Activity »
Could you repeat all of the entries word for word, minus any pictures?

Records shown »
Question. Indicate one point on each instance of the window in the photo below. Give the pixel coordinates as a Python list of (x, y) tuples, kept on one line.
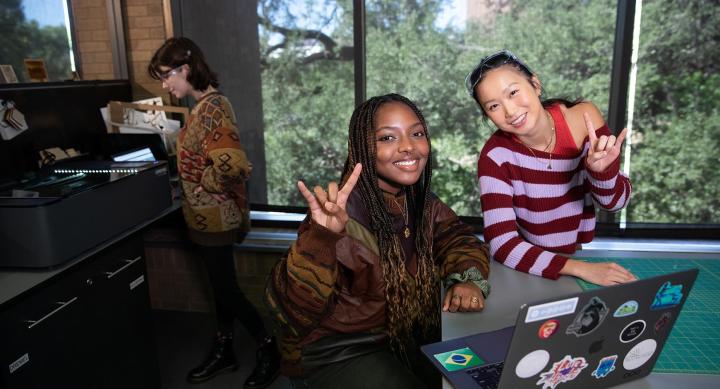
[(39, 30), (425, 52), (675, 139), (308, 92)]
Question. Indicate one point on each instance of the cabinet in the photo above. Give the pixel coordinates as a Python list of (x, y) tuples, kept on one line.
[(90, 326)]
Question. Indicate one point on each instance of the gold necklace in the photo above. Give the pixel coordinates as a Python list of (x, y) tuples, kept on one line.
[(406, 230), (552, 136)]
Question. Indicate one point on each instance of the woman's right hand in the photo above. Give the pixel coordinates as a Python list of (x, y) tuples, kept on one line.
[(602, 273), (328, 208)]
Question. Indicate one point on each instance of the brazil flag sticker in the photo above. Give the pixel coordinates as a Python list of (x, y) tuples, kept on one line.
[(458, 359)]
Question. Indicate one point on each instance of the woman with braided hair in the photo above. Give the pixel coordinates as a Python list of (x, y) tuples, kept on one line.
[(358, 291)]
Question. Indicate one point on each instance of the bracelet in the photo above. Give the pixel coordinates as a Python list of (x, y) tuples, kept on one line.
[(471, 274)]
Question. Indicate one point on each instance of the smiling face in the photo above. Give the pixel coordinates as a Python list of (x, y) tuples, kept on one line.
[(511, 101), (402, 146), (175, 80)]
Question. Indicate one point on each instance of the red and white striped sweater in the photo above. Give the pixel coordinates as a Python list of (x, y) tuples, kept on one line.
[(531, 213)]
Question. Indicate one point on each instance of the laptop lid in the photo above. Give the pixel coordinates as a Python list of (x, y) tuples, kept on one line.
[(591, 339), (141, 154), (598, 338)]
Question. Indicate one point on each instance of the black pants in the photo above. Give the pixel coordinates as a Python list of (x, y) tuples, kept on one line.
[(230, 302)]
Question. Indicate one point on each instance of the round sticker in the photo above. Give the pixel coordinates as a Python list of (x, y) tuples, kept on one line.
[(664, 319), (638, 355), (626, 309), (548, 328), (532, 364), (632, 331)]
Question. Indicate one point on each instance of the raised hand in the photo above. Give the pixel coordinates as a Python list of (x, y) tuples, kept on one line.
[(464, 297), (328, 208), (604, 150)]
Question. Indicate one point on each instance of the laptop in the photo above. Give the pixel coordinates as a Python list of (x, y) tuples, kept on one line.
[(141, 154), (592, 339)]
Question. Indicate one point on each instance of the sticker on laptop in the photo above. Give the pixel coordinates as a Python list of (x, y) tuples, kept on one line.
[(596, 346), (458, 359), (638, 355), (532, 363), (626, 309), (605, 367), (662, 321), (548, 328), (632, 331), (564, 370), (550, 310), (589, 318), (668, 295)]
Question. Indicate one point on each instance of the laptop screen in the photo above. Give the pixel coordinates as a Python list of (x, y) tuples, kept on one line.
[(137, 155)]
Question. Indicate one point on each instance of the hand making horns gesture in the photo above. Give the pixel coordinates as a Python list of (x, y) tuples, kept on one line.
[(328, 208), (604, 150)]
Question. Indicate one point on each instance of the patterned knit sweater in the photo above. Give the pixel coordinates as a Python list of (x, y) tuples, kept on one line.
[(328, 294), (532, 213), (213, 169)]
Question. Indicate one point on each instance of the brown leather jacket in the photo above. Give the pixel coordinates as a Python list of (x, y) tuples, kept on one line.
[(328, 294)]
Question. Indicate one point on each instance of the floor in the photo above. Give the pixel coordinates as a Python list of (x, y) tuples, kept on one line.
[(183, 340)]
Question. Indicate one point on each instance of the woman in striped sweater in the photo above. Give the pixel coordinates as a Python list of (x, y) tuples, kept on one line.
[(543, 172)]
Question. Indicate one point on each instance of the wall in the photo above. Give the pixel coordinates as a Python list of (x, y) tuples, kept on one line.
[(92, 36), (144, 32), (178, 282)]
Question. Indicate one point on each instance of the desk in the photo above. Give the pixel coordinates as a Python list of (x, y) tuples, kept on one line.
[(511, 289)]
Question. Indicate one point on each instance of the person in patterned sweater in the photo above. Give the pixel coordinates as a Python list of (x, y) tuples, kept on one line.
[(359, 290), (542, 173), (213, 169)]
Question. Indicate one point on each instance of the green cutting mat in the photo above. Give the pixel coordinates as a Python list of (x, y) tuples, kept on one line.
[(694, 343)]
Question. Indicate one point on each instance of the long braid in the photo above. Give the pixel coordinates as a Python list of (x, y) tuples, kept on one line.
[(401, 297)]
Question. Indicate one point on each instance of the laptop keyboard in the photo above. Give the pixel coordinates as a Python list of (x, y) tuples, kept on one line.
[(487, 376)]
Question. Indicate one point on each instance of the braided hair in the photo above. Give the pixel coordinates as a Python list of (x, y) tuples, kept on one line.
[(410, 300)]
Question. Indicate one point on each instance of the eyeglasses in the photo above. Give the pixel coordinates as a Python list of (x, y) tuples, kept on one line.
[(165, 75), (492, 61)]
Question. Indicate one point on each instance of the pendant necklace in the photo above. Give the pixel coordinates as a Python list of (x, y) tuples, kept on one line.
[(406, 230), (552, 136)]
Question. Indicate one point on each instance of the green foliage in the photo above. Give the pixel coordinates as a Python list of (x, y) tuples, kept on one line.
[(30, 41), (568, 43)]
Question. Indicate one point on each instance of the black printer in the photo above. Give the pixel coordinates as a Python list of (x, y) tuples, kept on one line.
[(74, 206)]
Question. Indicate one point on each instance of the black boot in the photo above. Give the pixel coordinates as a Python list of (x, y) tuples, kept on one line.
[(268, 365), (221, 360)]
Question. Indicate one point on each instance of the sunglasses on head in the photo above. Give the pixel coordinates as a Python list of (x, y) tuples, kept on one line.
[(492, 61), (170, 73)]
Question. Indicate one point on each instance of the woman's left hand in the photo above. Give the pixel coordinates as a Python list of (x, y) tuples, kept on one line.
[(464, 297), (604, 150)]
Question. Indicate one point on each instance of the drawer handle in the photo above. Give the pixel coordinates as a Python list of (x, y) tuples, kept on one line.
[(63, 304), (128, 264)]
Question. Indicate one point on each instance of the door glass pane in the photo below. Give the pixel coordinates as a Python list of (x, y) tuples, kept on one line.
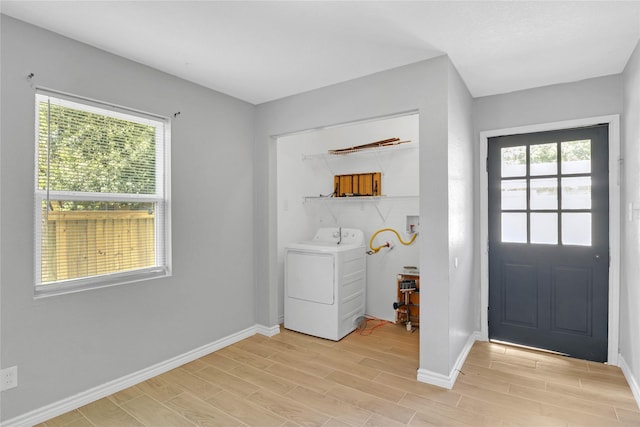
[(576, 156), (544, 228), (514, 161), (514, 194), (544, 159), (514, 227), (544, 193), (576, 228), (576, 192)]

Expected output »
Question. Indicate one point on each instance of the window in the photo below. Give the pixel coordinates as a Python list of (x, y) tuples, kept on one line.
[(39, 30), (425, 52), (675, 139), (308, 92)]
Question. Indicate one point on each instance of the cabinet in the photo above. Give the pixel coordinates as a Python list of (x, y) tuples, kept on one line.
[(90, 326)]
Question. Indicate one point on each instance of the gold necklace in the photo above. Give the pixel coordinates as a Python list of (x, y) tuples, kept on one line.
[(406, 230), (552, 136)]
Question. Indicate one point on each instance of the woman's right hand in the photo above. Give the pixel coordinates as a Python list of (x, y) tuples, kept on one line.
[(602, 273), (328, 208)]
Question. Indicate one point on each instance of the brazil flag sticker in the photo above. Give the pixel coordinates as a Python list of (x, y) tuples, kept on one line.
[(458, 359)]
Question. Indicate one point on each instance of the woman with braided hair in the photo above. Give the pixel coordinates as a Python list of (x, y) tuples, kept on one line.
[(358, 291)]
Question. Indicate one point on each instance of the bracelet in the photo above. Give the pixel coordinates as a Python list of (x, y) tuples, kept on one line.
[(471, 274)]
Question. Indicate one point on each instance of the smiling face in the photo above. Give the pixel coordinates as a Python list of (x, y) tuples, kept on one line.
[(511, 101), (402, 146), (175, 80)]
Question. Indicate one point on each instance of the red and white striped sweater in the photo above. Give the pixel coordinates as a Python list of (x, y) tuples, kept on one line.
[(531, 213)]
Question. Indicate one point on each instance of the laptop lid in the photo above. Give the pixel coordinates as a Python list of (x, y) tuples, kept on one line.
[(591, 339), (141, 154), (598, 338)]
Question. Indicate one point on each instance of the black pants in the photo above. Give the pixel coordinates as a Python list of (x, y) tuples, kept on one line.
[(230, 302)]
Question. Indicate one point on each instance of the round sticker in the photo above. Give the pixel coordinates as a Python list of (x, y) tuples, kept on one line.
[(664, 319), (638, 355), (626, 309), (548, 328), (532, 364), (632, 331)]
Question. Indicate one point on each instance of the raised hand in the photo above. Give the pixel coordinates as a Python list of (x, y) tuples, kept on one line.
[(464, 297), (328, 208), (604, 150)]
Question. Indicate one point on each instance of the laptop in the photo above. Give the pixel coordinates as a Python list of (x, y) tuples, kept on one line.
[(141, 154), (592, 339)]
Question. Indicate one point on each instance of the sticker on laptop in the photo above. Give the pixel coordinates as a Python list of (x, y) tuples, kept on one line.
[(596, 346), (458, 359), (638, 355), (532, 363), (626, 309), (605, 367), (662, 321), (548, 328), (632, 331), (564, 370), (550, 310), (589, 318), (668, 295)]
Question. Indicate one point on each instance of the laptop screen in the photo above. Give the pixel coordinates as a Python list of (x, y) tuples, kept on one line.
[(137, 155)]
Question. Indicate one point on each instance of the hand making horns gesture in the photo above. Give the pixel coordinates as a Python list of (x, y) tuples, kept on one line.
[(328, 208), (604, 150)]
Question. Indicate one point on each instance of the patterned knit sweater in the photo above. Give the pixel coordinates as a Python list of (x, y) tuples, kept on one line.
[(328, 294), (532, 213), (213, 169)]
Question. Indicate one point on each instance of the brown leather jacket in the photo above. Give the pixel coordinates as a Python list of (x, y) tuples, kept on one line.
[(328, 294)]
Question. Indicate one point on each instance of the floor in the photo above. Give the pixel coordinates as a Python list of (x, y) tuples, kept on one line.
[(183, 340)]
Question. Indicate one point on each instance of the woman in striped sweater in the photo above. Give the pixel coordinates as a Python list of (x, y) tuples, kept on one line.
[(543, 172)]
Question. Indicate one point on each instance of the wall in the photo above. Give the pixel coordinates as a Python list of (x, y) tuples, kept on one line.
[(92, 36), (144, 32), (178, 282)]
Question. Indicate one point on each instance of the desk in the photo above. Give the pixel coordinates as a Python list of (x, y) tuples, kept on one line.
[(511, 289)]
Question. Indicate one point on each instance of the person in patterned sweater in the photo above. Give the pixel coordinates as a Python list of (x, y) tuples, kept on one line.
[(359, 290), (542, 173), (213, 169)]
Question. Indicate one point on each instance of the green cutting mat in the photo above. Give the pixel coordinates as a Python list of (x, y) tuples, kept on one line.
[(694, 343)]
Question. Indicate one point on each instance of the long braid in the photo above. Give the pixel coordinates as a Python list of (x, y) tuples, kept on one line.
[(401, 297)]
Question. Indicate one point on each instance of the laptop keyboard in the photo above. Give the pixel coordinates as a Python list of (x, y) tuples, kept on one line.
[(487, 376)]
Question. Indicate one point on each instance of the braided hair in the photo above. Give the pixel coordinates as a Python list of (x, y) tuples, kept on one line.
[(410, 300)]
Question. Indicate one point on each instance of the eyeglasses in the photo above. Give the pixel coordinates as a Python list of (x, y) tuples, kept on one line.
[(165, 75), (492, 61)]
Question. Indicate one point on each instance of the pendant necklace in the photo above. Give the pixel coordinates as a Python list of (x, y) tuples, kept on one line.
[(406, 230), (552, 136)]
Question. Indicate one point on each instance of the green foliage in the photo above. Give the pixel coordinates as a Python list of (x, y) tuples, kept on one line.
[(30, 41), (568, 43)]
Question. Indicate one point on each instance of the black printer in the photo above. Give the pixel coordinates as a Python list of (x, y) tuples, kept on one line.
[(74, 206)]
Question. Indicate one point on each instance of the black boot in the photo above. Give the pixel coordinates as a Python list of (x, y) tuples, kept on one line.
[(268, 365), (221, 360)]
Question. Indicate one point on each instance of the sunglasses on head in the photo above. Give the pixel coordinates as a Python list of (x, y) tuples, kept on one line.
[(492, 61), (170, 73)]
Question. Indicate one point on each instance of the woman's left hand in the photo above. Give the pixel coordinates as a Python list of (x, y) tuples, kept on one line.
[(464, 297), (604, 150)]
Question. Indicate one point on each instance of the drawer handle in the photo above. Give the pixel coordinates as a Python list of (x, y) tuples, kept on one line.
[(63, 304), (128, 264)]
Question. Indicate one point on each instance of the door glass pane in the photo below. Give the pixel coordinates as a Python list of (x, y) tuples, kept on one line.
[(576, 156), (544, 228), (514, 161), (514, 194), (544, 159), (514, 227), (544, 193), (576, 228), (576, 192)]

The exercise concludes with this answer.